WHAT TO DO: Please report every line of the records below that contains the string "sleeve", copying each such line in full.

DATA SHOWN:
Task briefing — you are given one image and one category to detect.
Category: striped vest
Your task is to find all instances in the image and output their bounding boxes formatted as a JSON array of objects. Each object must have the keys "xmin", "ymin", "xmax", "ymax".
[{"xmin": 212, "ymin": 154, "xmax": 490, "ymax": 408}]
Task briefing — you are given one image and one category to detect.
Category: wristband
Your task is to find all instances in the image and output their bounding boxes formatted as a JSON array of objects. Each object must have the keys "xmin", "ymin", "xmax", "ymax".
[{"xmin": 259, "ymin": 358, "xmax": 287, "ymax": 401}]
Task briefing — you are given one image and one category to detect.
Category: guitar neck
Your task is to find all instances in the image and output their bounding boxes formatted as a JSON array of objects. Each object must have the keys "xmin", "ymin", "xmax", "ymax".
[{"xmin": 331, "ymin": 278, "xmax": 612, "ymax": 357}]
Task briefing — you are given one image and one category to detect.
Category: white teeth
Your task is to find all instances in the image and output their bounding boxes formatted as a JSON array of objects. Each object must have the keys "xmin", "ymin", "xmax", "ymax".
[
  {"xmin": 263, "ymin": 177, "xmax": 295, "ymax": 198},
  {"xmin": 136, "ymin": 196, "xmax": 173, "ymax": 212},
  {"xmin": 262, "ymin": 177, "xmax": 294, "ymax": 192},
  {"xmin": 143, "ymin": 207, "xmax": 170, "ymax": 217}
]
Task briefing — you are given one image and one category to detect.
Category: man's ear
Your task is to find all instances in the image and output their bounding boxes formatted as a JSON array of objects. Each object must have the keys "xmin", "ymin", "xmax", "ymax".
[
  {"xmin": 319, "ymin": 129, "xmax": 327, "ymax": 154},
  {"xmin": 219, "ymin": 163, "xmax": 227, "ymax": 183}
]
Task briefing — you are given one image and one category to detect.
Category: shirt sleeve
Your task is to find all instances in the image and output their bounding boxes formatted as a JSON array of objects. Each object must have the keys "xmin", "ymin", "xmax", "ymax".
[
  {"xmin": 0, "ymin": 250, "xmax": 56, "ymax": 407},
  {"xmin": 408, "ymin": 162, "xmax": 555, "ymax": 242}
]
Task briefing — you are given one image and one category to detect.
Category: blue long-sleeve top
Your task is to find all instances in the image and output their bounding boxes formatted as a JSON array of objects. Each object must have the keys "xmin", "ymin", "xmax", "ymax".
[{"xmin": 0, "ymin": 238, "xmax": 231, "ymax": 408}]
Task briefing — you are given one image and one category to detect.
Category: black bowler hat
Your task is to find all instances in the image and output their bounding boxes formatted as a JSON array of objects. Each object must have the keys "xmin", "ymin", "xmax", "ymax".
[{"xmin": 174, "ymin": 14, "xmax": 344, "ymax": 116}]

* * *

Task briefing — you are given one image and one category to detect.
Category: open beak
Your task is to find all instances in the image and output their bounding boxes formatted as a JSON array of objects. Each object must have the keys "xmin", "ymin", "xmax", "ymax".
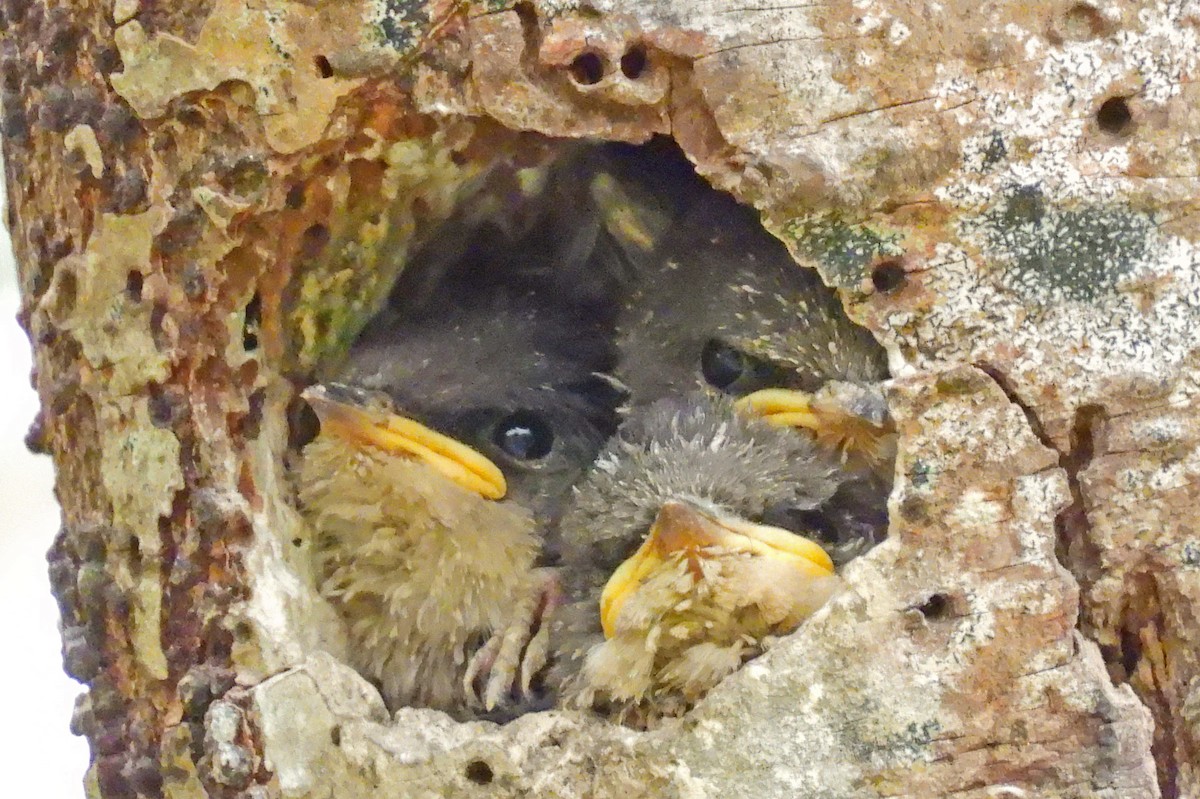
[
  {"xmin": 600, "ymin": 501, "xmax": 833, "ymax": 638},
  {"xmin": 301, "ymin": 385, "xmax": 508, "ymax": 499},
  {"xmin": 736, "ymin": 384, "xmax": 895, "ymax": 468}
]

RESULT:
Category: shirt sleeve
Category: blue long-sleeve top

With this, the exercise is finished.